■ SOURCE RECORDS:
— Start —
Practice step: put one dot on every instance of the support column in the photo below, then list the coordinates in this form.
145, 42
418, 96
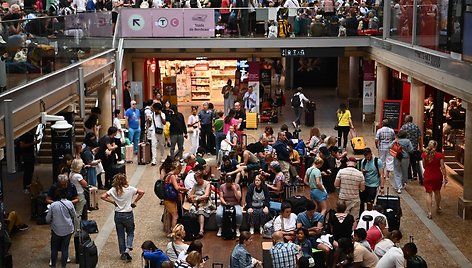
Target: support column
— End —
— Start —
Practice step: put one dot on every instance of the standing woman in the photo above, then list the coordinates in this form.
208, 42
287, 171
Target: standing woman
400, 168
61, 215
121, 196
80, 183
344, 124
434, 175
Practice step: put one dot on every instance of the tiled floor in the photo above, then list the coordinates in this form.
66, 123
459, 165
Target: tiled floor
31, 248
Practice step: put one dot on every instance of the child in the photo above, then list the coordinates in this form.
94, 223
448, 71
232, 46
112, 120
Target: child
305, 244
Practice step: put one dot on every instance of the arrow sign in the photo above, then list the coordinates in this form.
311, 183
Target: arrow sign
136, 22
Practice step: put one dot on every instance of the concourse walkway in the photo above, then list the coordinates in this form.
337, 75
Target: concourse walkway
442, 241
— End —
■ INSTRUCTION:
Please list every line in the data above that contains the string "arrow". Case counts.

■ FINAL RESULT:
Practice step: put one dot on every instance of the arrow sign in the photo above, then list the coordinates in this form.
Target: arrow sign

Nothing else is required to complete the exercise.